++++ SUPPLIED DATA
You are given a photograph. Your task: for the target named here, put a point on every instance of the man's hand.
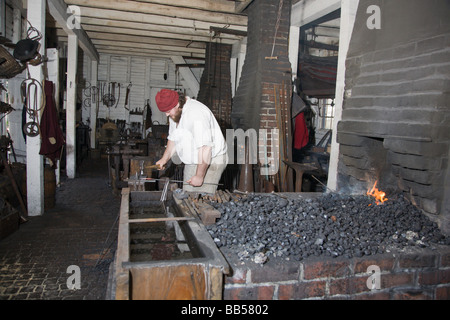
(161, 163)
(195, 181)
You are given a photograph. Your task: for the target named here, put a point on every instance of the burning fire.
(377, 194)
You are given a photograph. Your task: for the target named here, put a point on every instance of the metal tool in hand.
(165, 189)
(176, 181)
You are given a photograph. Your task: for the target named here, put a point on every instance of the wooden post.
(72, 58)
(94, 105)
(35, 162)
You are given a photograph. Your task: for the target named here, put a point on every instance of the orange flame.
(377, 194)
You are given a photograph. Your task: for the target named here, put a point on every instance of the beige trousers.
(212, 177)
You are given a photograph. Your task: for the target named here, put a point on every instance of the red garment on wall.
(52, 136)
(301, 135)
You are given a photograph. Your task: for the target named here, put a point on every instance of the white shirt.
(197, 128)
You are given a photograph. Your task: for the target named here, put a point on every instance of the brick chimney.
(215, 83)
(266, 68)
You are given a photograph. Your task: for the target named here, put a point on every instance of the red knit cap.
(166, 99)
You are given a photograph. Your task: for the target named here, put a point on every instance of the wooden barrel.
(49, 187)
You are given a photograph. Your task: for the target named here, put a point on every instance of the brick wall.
(215, 83)
(423, 275)
(396, 116)
(253, 105)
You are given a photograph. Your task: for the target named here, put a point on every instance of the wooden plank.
(160, 219)
(182, 282)
(216, 283)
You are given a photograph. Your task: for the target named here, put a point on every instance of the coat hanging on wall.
(51, 134)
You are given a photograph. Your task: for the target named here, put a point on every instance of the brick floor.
(80, 230)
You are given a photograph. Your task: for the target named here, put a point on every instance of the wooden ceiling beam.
(153, 19)
(163, 10)
(58, 10)
(225, 6)
(154, 34)
(127, 26)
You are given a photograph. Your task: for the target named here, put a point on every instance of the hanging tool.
(118, 96)
(127, 97)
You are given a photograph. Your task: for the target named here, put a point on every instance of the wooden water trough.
(164, 252)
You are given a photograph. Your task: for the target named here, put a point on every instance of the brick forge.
(395, 125)
(394, 93)
(421, 275)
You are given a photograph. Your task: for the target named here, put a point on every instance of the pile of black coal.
(265, 225)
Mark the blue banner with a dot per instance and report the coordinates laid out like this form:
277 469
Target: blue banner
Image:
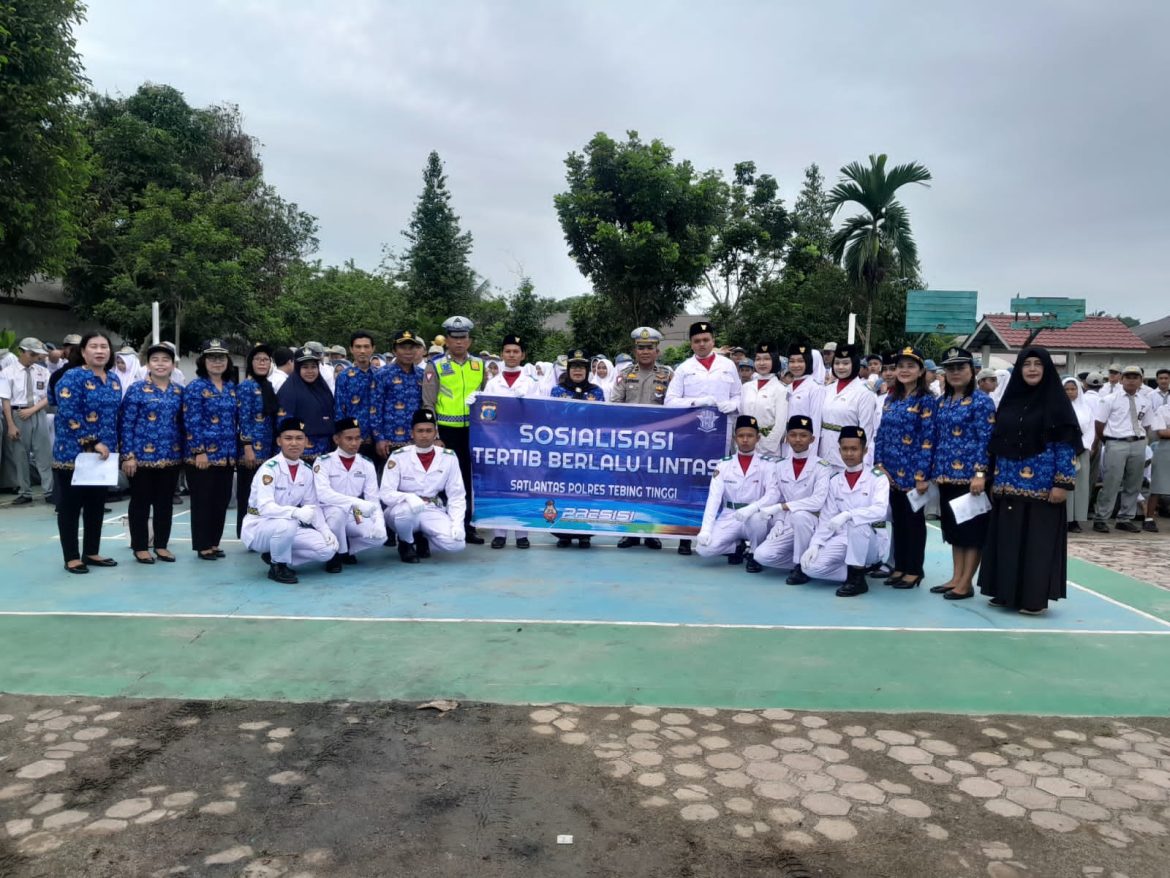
572 467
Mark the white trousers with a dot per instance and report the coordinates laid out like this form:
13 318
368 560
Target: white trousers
288 541
853 546
351 536
787 540
433 521
728 530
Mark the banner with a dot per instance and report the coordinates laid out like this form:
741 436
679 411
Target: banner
573 467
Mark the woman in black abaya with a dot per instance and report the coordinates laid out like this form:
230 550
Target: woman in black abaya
1033 448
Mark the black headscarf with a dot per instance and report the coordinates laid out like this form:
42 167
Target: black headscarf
1030 418
311 403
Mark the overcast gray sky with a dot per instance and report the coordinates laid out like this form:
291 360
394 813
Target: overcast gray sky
1045 124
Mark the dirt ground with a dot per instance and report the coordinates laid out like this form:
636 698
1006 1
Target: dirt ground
118 788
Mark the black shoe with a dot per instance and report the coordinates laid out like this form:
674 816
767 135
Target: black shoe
282 574
798 576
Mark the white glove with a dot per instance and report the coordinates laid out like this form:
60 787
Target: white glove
838 521
745 512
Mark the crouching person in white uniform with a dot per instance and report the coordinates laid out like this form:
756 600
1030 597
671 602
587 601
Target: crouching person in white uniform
413 485
846 541
803 482
741 486
283 521
348 491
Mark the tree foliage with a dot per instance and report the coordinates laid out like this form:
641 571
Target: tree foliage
639 225
43 166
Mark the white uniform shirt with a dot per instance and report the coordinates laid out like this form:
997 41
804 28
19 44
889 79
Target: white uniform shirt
338 486
693 381
1113 411
731 485
14 382
404 474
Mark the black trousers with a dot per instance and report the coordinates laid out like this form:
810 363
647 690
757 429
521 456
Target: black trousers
909 534
151 493
459 440
85 505
211 493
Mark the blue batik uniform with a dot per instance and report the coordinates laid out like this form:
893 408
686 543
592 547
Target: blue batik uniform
210 417
87 415
356 396
399 395
906 439
256 429
150 425
1033 477
963 427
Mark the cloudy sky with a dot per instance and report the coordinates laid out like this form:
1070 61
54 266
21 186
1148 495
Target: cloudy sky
1045 123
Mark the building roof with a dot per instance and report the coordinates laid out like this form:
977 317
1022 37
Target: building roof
1092 334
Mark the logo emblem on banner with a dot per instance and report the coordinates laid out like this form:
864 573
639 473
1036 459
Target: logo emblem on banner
707 420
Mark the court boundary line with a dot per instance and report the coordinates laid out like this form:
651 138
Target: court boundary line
623 623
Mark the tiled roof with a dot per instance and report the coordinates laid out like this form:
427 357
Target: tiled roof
1086 335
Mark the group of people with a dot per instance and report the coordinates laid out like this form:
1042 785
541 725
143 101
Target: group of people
835 458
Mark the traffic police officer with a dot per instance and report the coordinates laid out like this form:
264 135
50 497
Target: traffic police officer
446 384
283 521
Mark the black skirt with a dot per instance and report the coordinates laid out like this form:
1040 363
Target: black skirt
972 533
1025 561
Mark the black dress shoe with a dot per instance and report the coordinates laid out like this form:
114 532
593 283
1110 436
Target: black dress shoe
798 576
282 574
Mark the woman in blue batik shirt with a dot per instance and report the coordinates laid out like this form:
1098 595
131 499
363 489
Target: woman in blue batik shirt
87 420
257 409
1033 450
210 418
964 417
904 452
150 426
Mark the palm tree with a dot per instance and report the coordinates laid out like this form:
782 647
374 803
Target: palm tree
873 244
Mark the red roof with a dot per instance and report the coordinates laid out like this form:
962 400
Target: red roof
1086 335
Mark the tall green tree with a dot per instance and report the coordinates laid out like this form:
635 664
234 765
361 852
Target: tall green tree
639 225
43 166
878 242
435 267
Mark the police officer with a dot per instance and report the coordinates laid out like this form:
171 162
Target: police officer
348 492
424 494
741 485
283 521
847 541
447 383
642 381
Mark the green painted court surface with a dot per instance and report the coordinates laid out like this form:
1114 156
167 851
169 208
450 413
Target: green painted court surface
603 626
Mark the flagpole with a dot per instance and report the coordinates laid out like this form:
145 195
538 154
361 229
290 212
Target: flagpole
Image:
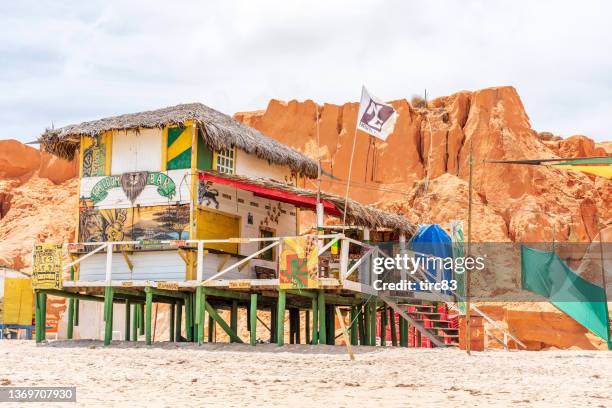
348 180
319 206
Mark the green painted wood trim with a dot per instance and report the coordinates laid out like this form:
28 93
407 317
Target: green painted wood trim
37 316
128 315
199 314
179 321
353 325
215 316
307 332
392 327
171 323
280 316
141 306
70 328
188 319
108 315
234 317
322 311
373 324
315 321
135 318
253 319
147 316
361 320
383 325
76 312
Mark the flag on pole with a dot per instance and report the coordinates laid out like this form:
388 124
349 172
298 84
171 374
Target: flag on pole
375 117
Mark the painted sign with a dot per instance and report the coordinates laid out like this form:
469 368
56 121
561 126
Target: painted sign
94 157
47 266
299 263
132 185
145 224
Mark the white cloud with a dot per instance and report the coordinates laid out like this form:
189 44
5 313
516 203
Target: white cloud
++++++++
WHAT TO DO:
The response has to be an exact copy of all the data, pictures excluded.

ANSWER SECTION:
You are given a photograph. Your task: for the target named here, put a point on every instance of the man's hand.
(161, 163)
(195, 181)
You are given a photograph. Your task: for the target named here, put a point on every instance of the burning fire.
(377, 194)
You are given a photograph. Your task: for the target named here, put a point on every instance of the metal tool in hand.
(165, 189)
(176, 181)
You are given a photograph. Your task: for the target named here, put a point on every instance of the wooden post.
(72, 58)
(94, 105)
(35, 162)
You are given a photograph. Your task: for the target named here, put a point on every instance of the orange flame.
(377, 194)
You are given a photograph. Your task: for the target named here, put a point on every instance of the beige trousers.
(212, 177)
You are given a photograph. Your task: for the target named here, put a point on every instance of the red garment on wall.
(52, 136)
(301, 135)
You are given a photograph. Your task: for the target named here, put a point on every instance of the white shirt.
(197, 128)
You are given a photograph. Your task: for the target named here, put a point on every instance of the brick chimney.
(215, 83)
(266, 68)
You are given a photograph. Your task: for the target named here, put a point on every instance of the red knit cap.
(166, 99)
You are given a photograph. Your task: for the target named here, put a point on every instance of the wooden barrel.
(49, 187)
You are given a photograph. Your task: for the target named here, put a point on every instance of the brick wall.
(215, 83)
(423, 275)
(396, 116)
(253, 105)
You are given a photograph. Your task: for the target named here, put a point on every instance of the wooden plank.
(160, 219)
(182, 282)
(216, 283)
You are given a photograph. Your task: for the target named here, put a point on every instance of the coat hanging on wall.
(51, 134)
You are given a photograph. Your task: for the target named here, put a point on every instance of the brick floor.
(80, 230)
You are given a photograph. Your task: for the target named here, put a point on every instance of the wooden ceiling beam.
(153, 19)
(163, 10)
(58, 10)
(225, 6)
(154, 34)
(127, 26)
You are given a photograph. Your task: for the target named here, put a point on every instance of the hanging tool.
(118, 96)
(127, 97)
You are given a photograph. Your task: for the target named here, put a point on every instance of the wooden water trough.
(164, 252)
You are given a photograph. Your task: for the target named here, put a point on every instance of the brick forge.
(395, 125)
(394, 93)
(421, 275)
You are given a photograph. Your task: for the target named here, put a point on every instance of the pile of black coal.
(265, 225)
Mark the blue banner with a dot per instance and report the coordinates laid out like this form:
277 469
Target: blue banner
Image:
572 467
Mark the white trousers with a dot per instance and report the coordinates laid out like this form:
13 318
368 560
Target: white trousers
288 541
853 546
351 536
787 540
433 521
728 530
Mark the banner with a dot per instance and report the coordinates laid out like this form:
741 436
679 411
Target: banner
573 467
Mark the woman in black abaya with a dot per instance and report the coordinates laid out like this form:
230 550
Target: woman in black abaya
1033 448
Mark the black headscarf with a dot per instance and report the coordinates laid out like this form:
42 167
Target: black headscarf
1030 418
311 403
Mark the overcast gray sky with a dot per instance and report the coordinates laid out like this form:
291 360
394 813
Target: overcast gray sky
1045 124
Mark the dirt ground with a dot per instance and report the coordinates laid out like this form:
636 698
1006 1
Target: dirt ground
118 788
Mark the black shoe with a dot per instance and report the coordinates laid out like this form:
674 816
767 135
Target: black shoe
282 574
798 576
Mark the white glove with a dot per instance and report the coordinates laid out like this form:
60 787
Target: white glove
838 521
745 512
Mark the crouching person in white uniform with a dot per instance and report the coordinates laid out like this form:
756 600
1030 597
671 602
587 601
Target: crouching person in white uniform
413 485
846 541
803 482
741 486
283 521
348 491
Mark the tree foliage with a dot per instance and report the coordinates laid out like this form:
641 571
Target: tree foliage
639 225
43 166
Mark the white uniform shirt with a dot per instance and report the coordinates laid out like this form:
997 41
804 28
19 44
889 79
Target: white uniform shirt
338 486
693 381
1113 411
731 485
14 382
404 474
Mark the black trousers with a dot per instance and report the coordinates laid out like this form:
810 363
647 690
757 429
521 456
Target: black trousers
909 534
151 493
459 440
85 505
211 493
Mark the blue batik uniform with a dot per instance and report the coordinates laid out like this form:
893 408
686 543
592 547
Target: blue batik uniform
210 417
87 415
356 396
399 395
906 439
256 429
150 425
1033 477
963 427
Mark the cloudy sky with a dot per instance and report the coordinates laid out like this form:
1070 61
54 266
21 186
1148 495
Target: cloudy sky
1045 123
Mark the building roof with a dot per instance and report the coordinates laid out like this form:
977 317
1022 37
Target: building roof
1092 334
Mark the logo emblem on banner with a dot per instance and report the coordinates laid out like this form:
864 573
639 473
1036 459
Target: logo emblem on banner
707 420
Mark the court boundary line with a dot per instance and report the coordinates laid out like this form:
651 138
Target: court boundary line
623 623
Mark the tiled roof with a dot per instance and report the coordinates laid out like this form:
427 357
Target: tiled roof
1086 335
Mark the group of people with a dot per instance and report the coordinates laid out like this form:
1042 785
541 725
143 101
Target: group of people
835 458
Mark the traffic police officer with a dot per instance and report the coordinates laid out like this form:
264 135
50 497
Target: traffic police officer
446 384
283 521
Mark the black skirt with a dot per instance and report the coordinates laid out like this form:
1040 363
Target: black skirt
972 533
1025 561
Mark the black dress shoe with a dot per instance and report the coordinates laid out like this form:
114 532
593 283
1110 436
Target: black dress shoe
798 576
282 574
Mark the woman in blue batik shirt with a dot per instance and report the coordinates laid out like this form:
1098 595
131 499
363 489
Target: woman in blue batik shirt
87 420
257 409
1033 450
210 418
964 417
904 452
150 426
Mark the palm tree with a dot per instance and report the coordinates laid out like this form:
782 647
374 803
Target: palm tree
873 244
Mark the red roof with a dot per instance and report the coordinates laid out like this form:
962 400
Target: red roof
1086 335
Mark the tall green tree with a dot per instance and report the coordinates laid out like this form:
635 664
234 765
361 852
Target: tall green tree
639 225
43 166
878 242
435 267
Mark the police officer with a dot per instance and report the coordinates laid out like this form:
171 162
Target: police officer
348 492
424 494
741 485
283 521
847 541
447 383
642 381
Mark the green painted court surface with a dot per instance and report the coordinates laid out like this form:
1114 156
167 851
169 208
450 413
Target: green painted court surface
603 626
Mark the flagpole with a dot per instance and report the coordinates laid out like this form:
145 195
538 154
361 229
290 212
Target: flagpole
Image:
348 180
319 206
Mark the green painted wood trim with a dot per instance and report the coordinates laid out like this form:
28 93
407 317
Target: green painted wood trim
37 316
128 315
199 314
179 321
353 325
215 316
307 332
392 327
171 323
280 316
141 306
70 328
188 319
108 315
234 317
322 311
373 324
315 321
135 318
253 319
147 316
361 320
383 325
76 312
Mark the flag on pole with a dot per instance and report the coordinates laid out like this form:
388 124
349 172
298 84
171 374
Target: flag on pole
375 117
Mark the painted sign with a dot per instance and report the coordinates laid out like this form:
469 368
56 121
561 126
Target: painted sign
94 157
47 266
299 263
132 185
145 224
Mark the white cloud with a dot per instance and report the coordinates laid out like this form:
189 44
5 313
516 203
Target: white cloud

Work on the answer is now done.